» **Required work**: Please reproduce everything in the listing below from the line containing "Could you point to the snowfield" down to the end, switching "snowfield" to "glacier" and keeping all else the same.

___ The records ___

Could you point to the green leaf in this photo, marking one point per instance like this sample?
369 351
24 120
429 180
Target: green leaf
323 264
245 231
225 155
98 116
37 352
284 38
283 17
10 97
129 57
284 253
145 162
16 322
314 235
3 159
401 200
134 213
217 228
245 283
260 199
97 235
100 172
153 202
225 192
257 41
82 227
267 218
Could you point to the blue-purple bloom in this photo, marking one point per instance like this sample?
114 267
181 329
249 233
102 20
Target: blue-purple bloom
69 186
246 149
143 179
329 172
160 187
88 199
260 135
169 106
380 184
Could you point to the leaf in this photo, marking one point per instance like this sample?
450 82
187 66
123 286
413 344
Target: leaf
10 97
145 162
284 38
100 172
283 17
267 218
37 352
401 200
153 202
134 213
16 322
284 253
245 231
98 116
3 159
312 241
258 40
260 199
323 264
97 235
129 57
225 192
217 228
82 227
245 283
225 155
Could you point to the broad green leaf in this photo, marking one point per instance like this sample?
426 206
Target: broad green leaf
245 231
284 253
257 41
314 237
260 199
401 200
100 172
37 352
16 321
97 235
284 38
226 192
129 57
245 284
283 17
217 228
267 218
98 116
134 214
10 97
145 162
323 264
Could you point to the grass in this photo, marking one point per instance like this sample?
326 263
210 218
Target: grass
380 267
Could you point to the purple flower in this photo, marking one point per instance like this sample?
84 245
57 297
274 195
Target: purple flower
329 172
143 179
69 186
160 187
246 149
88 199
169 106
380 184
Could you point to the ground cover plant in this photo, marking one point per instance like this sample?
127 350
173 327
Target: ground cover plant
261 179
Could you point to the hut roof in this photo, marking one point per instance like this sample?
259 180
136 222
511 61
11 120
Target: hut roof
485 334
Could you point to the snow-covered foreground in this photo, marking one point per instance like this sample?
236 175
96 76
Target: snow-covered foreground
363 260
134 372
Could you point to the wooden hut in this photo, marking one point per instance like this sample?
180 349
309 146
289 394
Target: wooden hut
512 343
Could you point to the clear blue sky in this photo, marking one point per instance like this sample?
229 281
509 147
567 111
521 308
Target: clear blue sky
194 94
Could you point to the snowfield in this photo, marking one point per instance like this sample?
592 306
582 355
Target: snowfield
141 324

___

» **Answer to the problem**:
Could you point to the glacier in this photo, marking one point per instance like this sample?
592 306
582 355
Target: glacier
141 324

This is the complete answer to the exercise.